_Data supplied_:

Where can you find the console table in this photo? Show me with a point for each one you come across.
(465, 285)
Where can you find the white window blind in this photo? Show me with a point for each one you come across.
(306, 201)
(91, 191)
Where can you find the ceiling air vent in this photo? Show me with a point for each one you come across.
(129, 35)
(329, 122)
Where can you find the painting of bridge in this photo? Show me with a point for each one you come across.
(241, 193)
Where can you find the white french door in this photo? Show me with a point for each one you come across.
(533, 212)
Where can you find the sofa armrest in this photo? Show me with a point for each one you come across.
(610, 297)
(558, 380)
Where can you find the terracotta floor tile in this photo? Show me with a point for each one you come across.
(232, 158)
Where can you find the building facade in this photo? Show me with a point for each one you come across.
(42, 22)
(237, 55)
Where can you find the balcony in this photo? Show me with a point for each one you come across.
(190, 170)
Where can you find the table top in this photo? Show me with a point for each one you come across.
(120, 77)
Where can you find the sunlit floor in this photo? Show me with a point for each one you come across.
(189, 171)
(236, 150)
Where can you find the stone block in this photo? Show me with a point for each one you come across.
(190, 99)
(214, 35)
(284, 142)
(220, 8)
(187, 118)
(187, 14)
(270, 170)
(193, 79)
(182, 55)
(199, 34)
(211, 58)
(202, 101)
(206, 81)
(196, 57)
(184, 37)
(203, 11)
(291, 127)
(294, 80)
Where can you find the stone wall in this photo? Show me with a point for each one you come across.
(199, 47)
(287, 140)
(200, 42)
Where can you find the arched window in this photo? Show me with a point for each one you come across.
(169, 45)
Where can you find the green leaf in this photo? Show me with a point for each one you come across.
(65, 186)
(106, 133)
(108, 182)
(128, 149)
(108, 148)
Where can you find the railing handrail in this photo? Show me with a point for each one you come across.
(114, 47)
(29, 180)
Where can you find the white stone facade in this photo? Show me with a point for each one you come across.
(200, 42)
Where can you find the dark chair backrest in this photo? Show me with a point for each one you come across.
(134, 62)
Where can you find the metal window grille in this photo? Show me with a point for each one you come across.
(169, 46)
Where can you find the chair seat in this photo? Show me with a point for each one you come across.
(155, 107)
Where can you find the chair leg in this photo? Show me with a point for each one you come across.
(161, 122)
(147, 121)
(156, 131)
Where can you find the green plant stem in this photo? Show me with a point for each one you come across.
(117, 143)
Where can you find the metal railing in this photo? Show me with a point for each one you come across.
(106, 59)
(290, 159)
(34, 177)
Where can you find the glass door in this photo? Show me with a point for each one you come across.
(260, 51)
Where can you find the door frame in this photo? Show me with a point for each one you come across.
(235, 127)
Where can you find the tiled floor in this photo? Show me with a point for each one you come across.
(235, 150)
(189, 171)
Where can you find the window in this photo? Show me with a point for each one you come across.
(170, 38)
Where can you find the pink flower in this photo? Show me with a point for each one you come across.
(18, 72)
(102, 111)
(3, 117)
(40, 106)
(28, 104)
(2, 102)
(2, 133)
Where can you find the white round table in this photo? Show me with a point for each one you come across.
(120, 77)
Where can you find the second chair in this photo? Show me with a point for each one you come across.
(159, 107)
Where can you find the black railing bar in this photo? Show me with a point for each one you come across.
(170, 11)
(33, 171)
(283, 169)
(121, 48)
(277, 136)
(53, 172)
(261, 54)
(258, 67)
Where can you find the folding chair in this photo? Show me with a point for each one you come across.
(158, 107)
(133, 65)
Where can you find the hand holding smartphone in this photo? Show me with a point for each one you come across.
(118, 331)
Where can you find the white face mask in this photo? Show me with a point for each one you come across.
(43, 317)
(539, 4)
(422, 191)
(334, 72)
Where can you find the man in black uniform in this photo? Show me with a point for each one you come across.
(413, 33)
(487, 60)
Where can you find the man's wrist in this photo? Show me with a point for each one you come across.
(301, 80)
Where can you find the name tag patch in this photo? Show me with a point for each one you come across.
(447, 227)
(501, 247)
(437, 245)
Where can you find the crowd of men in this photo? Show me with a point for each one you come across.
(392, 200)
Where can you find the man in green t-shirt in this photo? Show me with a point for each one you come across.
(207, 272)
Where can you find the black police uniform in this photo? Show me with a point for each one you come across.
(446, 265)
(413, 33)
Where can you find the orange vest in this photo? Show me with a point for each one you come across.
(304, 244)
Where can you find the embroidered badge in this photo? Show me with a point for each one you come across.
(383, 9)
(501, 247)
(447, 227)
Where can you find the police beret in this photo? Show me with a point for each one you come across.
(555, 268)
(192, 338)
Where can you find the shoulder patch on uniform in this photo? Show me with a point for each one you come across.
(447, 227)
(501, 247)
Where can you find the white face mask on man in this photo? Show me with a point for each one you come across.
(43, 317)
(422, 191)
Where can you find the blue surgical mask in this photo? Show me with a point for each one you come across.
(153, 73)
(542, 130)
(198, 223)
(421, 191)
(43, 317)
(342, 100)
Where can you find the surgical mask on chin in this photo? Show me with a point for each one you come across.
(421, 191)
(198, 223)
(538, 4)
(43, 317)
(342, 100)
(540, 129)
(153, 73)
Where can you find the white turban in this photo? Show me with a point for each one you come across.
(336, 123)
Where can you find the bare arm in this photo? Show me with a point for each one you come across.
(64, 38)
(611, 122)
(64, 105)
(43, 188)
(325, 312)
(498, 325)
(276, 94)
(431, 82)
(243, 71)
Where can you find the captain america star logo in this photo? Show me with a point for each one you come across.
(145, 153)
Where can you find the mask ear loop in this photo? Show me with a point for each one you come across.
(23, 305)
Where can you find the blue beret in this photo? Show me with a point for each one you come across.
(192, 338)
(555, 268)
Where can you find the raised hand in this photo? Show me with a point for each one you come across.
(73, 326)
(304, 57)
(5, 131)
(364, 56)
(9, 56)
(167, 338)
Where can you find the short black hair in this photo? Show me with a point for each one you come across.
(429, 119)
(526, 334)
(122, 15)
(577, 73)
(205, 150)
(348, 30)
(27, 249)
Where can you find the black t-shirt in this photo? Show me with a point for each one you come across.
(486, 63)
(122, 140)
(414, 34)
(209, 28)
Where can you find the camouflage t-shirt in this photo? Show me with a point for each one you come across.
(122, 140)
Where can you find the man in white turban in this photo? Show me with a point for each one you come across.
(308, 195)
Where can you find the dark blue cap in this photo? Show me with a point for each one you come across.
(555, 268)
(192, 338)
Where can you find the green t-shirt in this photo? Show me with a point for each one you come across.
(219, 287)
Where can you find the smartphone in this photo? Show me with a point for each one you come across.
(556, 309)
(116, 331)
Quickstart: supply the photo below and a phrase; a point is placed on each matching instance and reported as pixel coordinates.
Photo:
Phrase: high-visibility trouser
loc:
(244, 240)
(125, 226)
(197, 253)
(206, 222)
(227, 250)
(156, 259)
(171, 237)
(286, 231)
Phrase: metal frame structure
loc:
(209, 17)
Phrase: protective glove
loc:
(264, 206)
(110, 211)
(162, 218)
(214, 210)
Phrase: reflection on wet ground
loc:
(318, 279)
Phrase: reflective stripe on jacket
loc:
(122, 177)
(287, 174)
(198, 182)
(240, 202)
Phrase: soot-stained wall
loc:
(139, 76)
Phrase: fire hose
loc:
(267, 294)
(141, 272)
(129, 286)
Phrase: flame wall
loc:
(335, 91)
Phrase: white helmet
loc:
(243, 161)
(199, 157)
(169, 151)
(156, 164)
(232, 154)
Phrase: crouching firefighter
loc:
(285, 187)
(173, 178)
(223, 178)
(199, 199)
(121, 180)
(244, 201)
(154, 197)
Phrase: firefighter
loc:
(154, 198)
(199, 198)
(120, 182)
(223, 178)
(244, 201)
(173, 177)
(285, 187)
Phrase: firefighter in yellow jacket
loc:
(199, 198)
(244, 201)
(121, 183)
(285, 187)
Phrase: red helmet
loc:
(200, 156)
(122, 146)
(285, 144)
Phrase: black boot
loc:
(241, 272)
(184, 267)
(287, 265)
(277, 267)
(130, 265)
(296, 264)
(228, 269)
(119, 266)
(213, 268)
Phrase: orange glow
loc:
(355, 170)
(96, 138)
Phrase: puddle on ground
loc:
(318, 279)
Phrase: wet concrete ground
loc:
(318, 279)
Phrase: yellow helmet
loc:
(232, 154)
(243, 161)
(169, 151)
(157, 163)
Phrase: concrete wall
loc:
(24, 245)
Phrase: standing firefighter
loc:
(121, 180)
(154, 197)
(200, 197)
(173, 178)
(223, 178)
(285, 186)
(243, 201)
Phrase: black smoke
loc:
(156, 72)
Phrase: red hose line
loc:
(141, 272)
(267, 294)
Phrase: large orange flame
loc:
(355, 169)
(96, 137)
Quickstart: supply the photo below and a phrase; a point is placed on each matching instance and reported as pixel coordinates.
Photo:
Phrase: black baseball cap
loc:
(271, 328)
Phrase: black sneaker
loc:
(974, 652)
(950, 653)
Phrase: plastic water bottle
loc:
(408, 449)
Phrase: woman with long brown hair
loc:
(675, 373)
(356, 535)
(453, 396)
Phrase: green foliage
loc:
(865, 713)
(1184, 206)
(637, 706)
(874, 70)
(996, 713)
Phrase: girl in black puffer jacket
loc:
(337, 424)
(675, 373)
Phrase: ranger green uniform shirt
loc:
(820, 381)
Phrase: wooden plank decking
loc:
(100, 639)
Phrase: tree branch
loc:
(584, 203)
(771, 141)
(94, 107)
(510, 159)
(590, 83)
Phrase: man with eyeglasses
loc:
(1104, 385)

_Goal of the exercise_: Word for word, quote the lines from the line containing "Phrase: black sneaker" through the end of the material, both included, and nothing else.

_Solved exercise_:
Phrase: black sneaker
loc:
(974, 652)
(950, 653)
Phrase: plastic water bottle
loc:
(408, 449)
Phrase: woman with long brown hair
loc:
(675, 373)
(356, 535)
(453, 396)
Phrase: green foliage
loc:
(865, 713)
(1184, 206)
(637, 706)
(874, 70)
(996, 713)
Phrase: girl in black puffer jacket
loc:
(337, 424)
(675, 373)
Phrase: ranger green uniform shirt
loc:
(820, 381)
Phrase: wooden plank decking
loc:
(100, 639)
Phrase: tree branch
loc:
(584, 203)
(771, 141)
(94, 107)
(510, 159)
(590, 83)
Phrase: man with eyeglasses
loc:
(1104, 385)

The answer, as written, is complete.